begin Dataset records

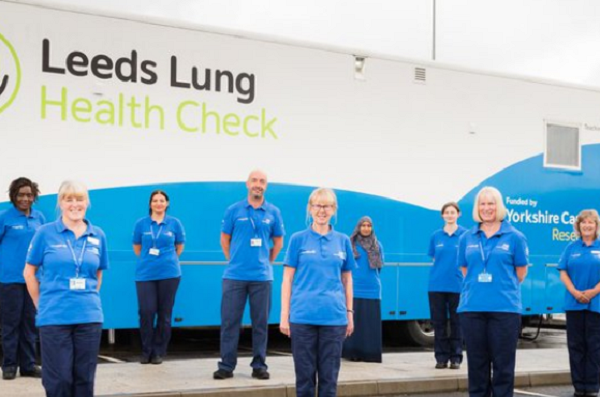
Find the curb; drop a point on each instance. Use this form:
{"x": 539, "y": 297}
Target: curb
{"x": 366, "y": 388}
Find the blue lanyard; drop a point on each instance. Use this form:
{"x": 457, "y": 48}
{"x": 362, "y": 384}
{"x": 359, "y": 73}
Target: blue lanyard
{"x": 78, "y": 263}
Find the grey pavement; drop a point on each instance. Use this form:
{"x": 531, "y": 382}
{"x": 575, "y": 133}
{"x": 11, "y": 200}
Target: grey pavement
{"x": 400, "y": 373}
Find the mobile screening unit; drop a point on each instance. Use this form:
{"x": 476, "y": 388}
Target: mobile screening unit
{"x": 129, "y": 106}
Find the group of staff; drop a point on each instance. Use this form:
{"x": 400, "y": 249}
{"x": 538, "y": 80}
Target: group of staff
{"x": 330, "y": 294}
{"x": 475, "y": 296}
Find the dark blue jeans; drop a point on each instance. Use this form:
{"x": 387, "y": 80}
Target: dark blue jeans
{"x": 69, "y": 358}
{"x": 155, "y": 301}
{"x": 317, "y": 351}
{"x": 17, "y": 315}
{"x": 491, "y": 340}
{"x": 448, "y": 346}
{"x": 583, "y": 340}
{"x": 233, "y": 301}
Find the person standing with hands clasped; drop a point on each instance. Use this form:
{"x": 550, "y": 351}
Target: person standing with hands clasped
{"x": 493, "y": 256}
{"x": 248, "y": 227}
{"x": 158, "y": 242}
{"x": 579, "y": 267}
{"x": 316, "y": 298}
{"x": 17, "y": 312}
{"x": 72, "y": 254}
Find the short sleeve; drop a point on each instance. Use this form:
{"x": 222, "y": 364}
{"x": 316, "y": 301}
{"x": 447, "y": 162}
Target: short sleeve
{"x": 103, "y": 253}
{"x": 137, "y": 233}
{"x": 461, "y": 256}
{"x": 291, "y": 256}
{"x": 350, "y": 262}
{"x": 227, "y": 223}
{"x": 521, "y": 251}
{"x": 278, "y": 228}
{"x": 179, "y": 232}
{"x": 35, "y": 254}
{"x": 431, "y": 250}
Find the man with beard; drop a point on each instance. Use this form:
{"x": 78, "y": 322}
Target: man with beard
{"x": 248, "y": 227}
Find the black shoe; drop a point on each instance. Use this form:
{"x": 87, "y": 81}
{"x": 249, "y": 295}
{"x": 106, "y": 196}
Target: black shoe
{"x": 34, "y": 372}
{"x": 9, "y": 373}
{"x": 156, "y": 360}
{"x": 260, "y": 373}
{"x": 222, "y": 374}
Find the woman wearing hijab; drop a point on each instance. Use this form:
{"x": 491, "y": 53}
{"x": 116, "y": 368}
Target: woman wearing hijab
{"x": 365, "y": 342}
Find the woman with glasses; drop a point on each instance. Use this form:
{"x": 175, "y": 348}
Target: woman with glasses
{"x": 17, "y": 312}
{"x": 71, "y": 254}
{"x": 158, "y": 241}
{"x": 316, "y": 298}
{"x": 366, "y": 344}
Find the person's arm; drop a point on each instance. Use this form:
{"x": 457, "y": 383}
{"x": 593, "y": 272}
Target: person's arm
{"x": 33, "y": 285}
{"x": 277, "y": 246}
{"x": 347, "y": 282}
{"x": 286, "y": 293}
{"x": 578, "y": 295}
{"x": 225, "y": 244}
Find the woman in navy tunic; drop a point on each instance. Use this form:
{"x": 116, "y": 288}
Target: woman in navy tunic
{"x": 365, "y": 342}
{"x": 17, "y": 312}
{"x": 445, "y": 283}
{"x": 493, "y": 257}
{"x": 157, "y": 241}
{"x": 579, "y": 268}
{"x": 316, "y": 298}
{"x": 72, "y": 254}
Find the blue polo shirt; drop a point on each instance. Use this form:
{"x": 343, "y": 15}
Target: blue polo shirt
{"x": 50, "y": 251}
{"x": 164, "y": 236}
{"x": 243, "y": 223}
{"x": 366, "y": 281}
{"x": 499, "y": 255}
{"x": 445, "y": 275}
{"x": 582, "y": 264}
{"x": 16, "y": 232}
{"x": 318, "y": 296}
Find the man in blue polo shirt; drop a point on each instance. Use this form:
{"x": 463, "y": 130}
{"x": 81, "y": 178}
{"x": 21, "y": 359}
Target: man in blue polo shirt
{"x": 246, "y": 234}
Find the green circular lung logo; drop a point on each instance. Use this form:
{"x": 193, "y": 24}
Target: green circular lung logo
{"x": 10, "y": 73}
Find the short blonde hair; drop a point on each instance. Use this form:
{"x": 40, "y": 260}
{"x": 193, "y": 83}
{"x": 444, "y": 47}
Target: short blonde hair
{"x": 73, "y": 188}
{"x": 496, "y": 196}
{"x": 587, "y": 214}
{"x": 321, "y": 194}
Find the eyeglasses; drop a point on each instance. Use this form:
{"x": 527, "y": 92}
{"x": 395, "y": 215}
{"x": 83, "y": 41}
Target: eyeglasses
{"x": 318, "y": 207}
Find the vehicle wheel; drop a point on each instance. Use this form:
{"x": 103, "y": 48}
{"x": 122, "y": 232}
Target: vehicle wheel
{"x": 418, "y": 332}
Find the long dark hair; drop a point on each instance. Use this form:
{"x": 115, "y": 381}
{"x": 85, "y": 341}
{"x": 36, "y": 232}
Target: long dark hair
{"x": 19, "y": 183}
{"x": 154, "y": 193}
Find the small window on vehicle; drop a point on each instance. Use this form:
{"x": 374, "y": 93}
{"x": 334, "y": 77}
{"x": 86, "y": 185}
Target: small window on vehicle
{"x": 563, "y": 148}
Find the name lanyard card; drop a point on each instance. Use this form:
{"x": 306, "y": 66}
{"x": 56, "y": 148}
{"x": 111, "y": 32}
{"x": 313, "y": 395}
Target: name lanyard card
{"x": 77, "y": 283}
{"x": 154, "y": 251}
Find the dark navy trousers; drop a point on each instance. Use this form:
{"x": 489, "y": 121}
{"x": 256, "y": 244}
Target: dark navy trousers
{"x": 17, "y": 315}
{"x": 156, "y": 299}
{"x": 583, "y": 340}
{"x": 491, "y": 339}
{"x": 317, "y": 351}
{"x": 69, "y": 359}
{"x": 447, "y": 346}
{"x": 233, "y": 302}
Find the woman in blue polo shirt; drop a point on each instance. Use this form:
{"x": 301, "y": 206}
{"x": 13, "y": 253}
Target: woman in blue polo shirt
{"x": 72, "y": 255}
{"x": 365, "y": 343}
{"x": 157, "y": 241}
{"x": 579, "y": 268}
{"x": 316, "y": 298}
{"x": 493, "y": 257}
{"x": 445, "y": 283}
{"x": 17, "y": 312}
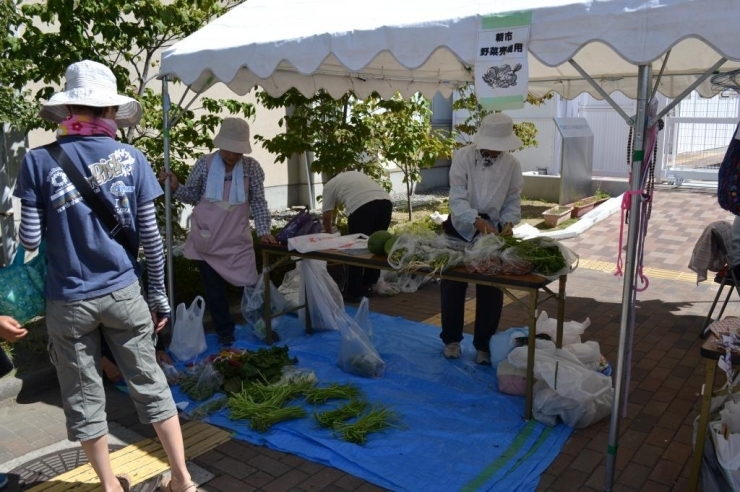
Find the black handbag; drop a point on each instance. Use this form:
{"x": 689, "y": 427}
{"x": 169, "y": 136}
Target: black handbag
{"x": 103, "y": 211}
{"x": 6, "y": 365}
{"x": 301, "y": 224}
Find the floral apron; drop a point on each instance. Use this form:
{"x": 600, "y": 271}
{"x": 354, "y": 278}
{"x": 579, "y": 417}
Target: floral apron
{"x": 221, "y": 236}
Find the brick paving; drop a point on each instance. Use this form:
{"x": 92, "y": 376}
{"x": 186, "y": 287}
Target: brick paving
{"x": 666, "y": 372}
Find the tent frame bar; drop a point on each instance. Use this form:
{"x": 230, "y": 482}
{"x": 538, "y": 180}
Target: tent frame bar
{"x": 686, "y": 92}
{"x": 644, "y": 76}
{"x": 168, "y": 197}
{"x": 601, "y": 92}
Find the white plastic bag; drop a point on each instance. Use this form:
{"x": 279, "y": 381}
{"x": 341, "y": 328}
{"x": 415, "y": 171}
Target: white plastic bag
{"x": 357, "y": 355}
{"x": 253, "y": 305}
{"x": 362, "y": 317}
{"x": 188, "y": 335}
{"x": 504, "y": 342}
{"x": 572, "y": 330}
{"x": 323, "y": 241}
{"x": 322, "y": 295}
{"x": 566, "y": 388}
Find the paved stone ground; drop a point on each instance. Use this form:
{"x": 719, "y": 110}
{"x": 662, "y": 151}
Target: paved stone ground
{"x": 666, "y": 372}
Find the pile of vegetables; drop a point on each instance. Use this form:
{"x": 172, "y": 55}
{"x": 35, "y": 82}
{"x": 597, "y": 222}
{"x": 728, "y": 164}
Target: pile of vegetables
{"x": 245, "y": 366}
{"x": 263, "y": 387}
{"x": 489, "y": 254}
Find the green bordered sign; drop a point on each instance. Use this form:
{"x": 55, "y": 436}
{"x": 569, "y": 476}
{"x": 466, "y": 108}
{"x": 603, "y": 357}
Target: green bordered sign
{"x": 501, "y": 69}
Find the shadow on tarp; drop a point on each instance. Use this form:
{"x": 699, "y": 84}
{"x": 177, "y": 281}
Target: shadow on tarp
{"x": 458, "y": 432}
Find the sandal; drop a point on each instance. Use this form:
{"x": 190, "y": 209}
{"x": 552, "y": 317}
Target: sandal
{"x": 125, "y": 482}
{"x": 165, "y": 485}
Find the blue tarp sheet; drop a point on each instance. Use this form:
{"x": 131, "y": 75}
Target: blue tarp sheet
{"x": 458, "y": 432}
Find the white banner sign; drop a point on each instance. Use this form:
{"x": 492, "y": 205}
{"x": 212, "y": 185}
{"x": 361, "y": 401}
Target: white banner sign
{"x": 501, "y": 69}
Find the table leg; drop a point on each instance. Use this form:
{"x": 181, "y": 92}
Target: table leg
{"x": 267, "y": 304}
{"x": 561, "y": 310}
{"x": 529, "y": 398}
{"x": 706, "y": 400}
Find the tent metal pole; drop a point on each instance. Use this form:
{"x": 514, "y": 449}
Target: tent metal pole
{"x": 644, "y": 76}
{"x": 168, "y": 195}
{"x": 688, "y": 90}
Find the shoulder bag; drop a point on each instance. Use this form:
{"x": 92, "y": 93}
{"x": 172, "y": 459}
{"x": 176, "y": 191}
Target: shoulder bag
{"x": 103, "y": 211}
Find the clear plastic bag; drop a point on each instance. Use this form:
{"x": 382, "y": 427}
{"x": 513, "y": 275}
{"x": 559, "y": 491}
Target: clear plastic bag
{"x": 188, "y": 335}
{"x": 483, "y": 256}
{"x": 357, "y": 354}
{"x": 201, "y": 382}
{"x": 572, "y": 330}
{"x": 253, "y": 305}
{"x": 291, "y": 286}
{"x": 325, "y": 303}
{"x": 407, "y": 252}
{"x": 387, "y": 284}
{"x": 513, "y": 264}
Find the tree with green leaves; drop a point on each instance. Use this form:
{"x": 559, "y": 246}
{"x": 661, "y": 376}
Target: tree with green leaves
{"x": 43, "y": 38}
{"x": 404, "y": 134}
{"x": 333, "y": 130}
{"x": 467, "y": 101}
{"x": 349, "y": 133}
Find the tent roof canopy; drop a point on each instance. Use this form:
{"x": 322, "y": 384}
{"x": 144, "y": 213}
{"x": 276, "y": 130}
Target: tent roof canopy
{"x": 429, "y": 46}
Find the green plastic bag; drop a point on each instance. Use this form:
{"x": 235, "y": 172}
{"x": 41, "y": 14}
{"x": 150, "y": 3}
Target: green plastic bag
{"x": 22, "y": 286}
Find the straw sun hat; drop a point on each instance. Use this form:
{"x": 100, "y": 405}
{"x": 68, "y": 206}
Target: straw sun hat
{"x": 233, "y": 136}
{"x": 90, "y": 83}
{"x": 496, "y": 132}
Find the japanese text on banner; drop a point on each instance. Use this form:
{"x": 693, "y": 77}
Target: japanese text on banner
{"x": 501, "y": 69}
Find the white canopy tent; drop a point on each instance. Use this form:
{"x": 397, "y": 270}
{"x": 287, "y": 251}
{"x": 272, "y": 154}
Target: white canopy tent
{"x": 634, "y": 46}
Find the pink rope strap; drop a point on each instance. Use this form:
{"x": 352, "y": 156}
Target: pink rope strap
{"x": 626, "y": 203}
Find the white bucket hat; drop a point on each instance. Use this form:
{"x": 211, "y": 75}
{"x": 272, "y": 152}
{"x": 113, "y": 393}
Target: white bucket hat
{"x": 496, "y": 132}
{"x": 90, "y": 83}
{"x": 233, "y": 136}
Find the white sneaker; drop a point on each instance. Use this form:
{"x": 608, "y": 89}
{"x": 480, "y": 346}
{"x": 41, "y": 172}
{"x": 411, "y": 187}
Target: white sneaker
{"x": 452, "y": 350}
{"x": 482, "y": 358}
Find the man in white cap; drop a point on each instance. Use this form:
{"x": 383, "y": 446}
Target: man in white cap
{"x": 485, "y": 198}
{"x": 92, "y": 278}
{"x": 226, "y": 187}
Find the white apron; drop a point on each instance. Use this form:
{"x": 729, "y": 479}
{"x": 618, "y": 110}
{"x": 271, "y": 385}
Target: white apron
{"x": 221, "y": 236}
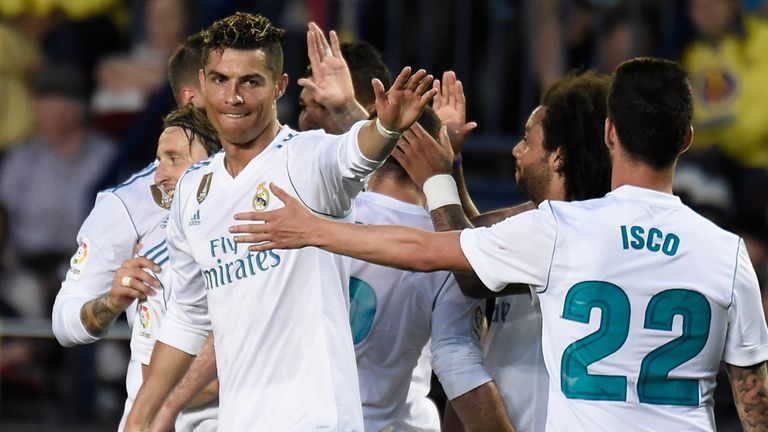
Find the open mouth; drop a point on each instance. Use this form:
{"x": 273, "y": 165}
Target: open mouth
{"x": 162, "y": 197}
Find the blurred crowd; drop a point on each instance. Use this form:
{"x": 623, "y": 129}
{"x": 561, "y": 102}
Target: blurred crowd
{"x": 83, "y": 90}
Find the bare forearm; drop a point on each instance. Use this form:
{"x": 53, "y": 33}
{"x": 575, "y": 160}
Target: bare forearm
{"x": 167, "y": 366}
{"x": 393, "y": 246}
{"x": 481, "y": 409}
{"x": 98, "y": 314}
{"x": 372, "y": 144}
{"x": 496, "y": 216}
{"x": 449, "y": 218}
{"x": 750, "y": 394}
{"x": 466, "y": 201}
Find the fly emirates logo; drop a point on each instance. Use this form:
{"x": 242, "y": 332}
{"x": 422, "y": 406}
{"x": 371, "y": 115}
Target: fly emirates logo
{"x": 229, "y": 269}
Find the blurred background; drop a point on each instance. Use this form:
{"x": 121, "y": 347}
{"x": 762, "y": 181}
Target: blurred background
{"x": 83, "y": 90}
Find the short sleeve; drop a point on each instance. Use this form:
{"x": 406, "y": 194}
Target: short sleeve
{"x": 186, "y": 323}
{"x": 328, "y": 171}
{"x": 105, "y": 240}
{"x": 746, "y": 342}
{"x": 516, "y": 250}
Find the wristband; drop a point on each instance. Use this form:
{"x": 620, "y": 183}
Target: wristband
{"x": 441, "y": 191}
{"x": 386, "y": 133}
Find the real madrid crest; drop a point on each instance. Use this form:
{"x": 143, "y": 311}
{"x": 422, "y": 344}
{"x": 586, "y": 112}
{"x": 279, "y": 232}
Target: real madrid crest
{"x": 160, "y": 196}
{"x": 204, "y": 187}
{"x": 261, "y": 198}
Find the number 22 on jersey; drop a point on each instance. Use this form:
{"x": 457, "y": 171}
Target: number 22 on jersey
{"x": 653, "y": 384}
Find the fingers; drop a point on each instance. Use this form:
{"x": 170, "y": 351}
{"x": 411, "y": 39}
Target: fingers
{"x": 449, "y": 84}
{"x": 308, "y": 84}
{"x": 140, "y": 262}
{"x": 438, "y": 101}
{"x": 335, "y": 45}
{"x": 425, "y": 83}
{"x": 312, "y": 50}
{"x": 281, "y": 194}
{"x": 378, "y": 90}
{"x": 402, "y": 79}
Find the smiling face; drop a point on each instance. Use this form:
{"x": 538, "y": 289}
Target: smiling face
{"x": 175, "y": 154}
{"x": 240, "y": 95}
{"x": 534, "y": 166}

end Dataset records

Reproduce nothing but the lines from the line containing "Find the real" to the last line of the data, each exactly as written.

_Exercise answer_
Find the real madrid crest; drop a point on each instance. Use this form:
{"x": 143, "y": 311}
{"x": 422, "y": 344}
{"x": 586, "y": 112}
{"x": 279, "y": 232}
Target: real madrid crest
{"x": 160, "y": 196}
{"x": 204, "y": 187}
{"x": 261, "y": 198}
Find the number 22 on jersey; drop a point on each instance. Use this form:
{"x": 457, "y": 171}
Target: number 22 on jersey
{"x": 653, "y": 384}
Find the fingers; drop a point on each instance. Use this form:
{"x": 170, "y": 351}
{"x": 411, "y": 39}
Target: fingers
{"x": 449, "y": 84}
{"x": 308, "y": 84}
{"x": 140, "y": 262}
{"x": 438, "y": 101}
{"x": 335, "y": 45}
{"x": 425, "y": 83}
{"x": 312, "y": 50}
{"x": 281, "y": 194}
{"x": 378, "y": 90}
{"x": 402, "y": 79}
Find the smiling face; drop a point on each instance. Use this form:
{"x": 538, "y": 289}
Target: smiling face
{"x": 175, "y": 154}
{"x": 240, "y": 95}
{"x": 534, "y": 166}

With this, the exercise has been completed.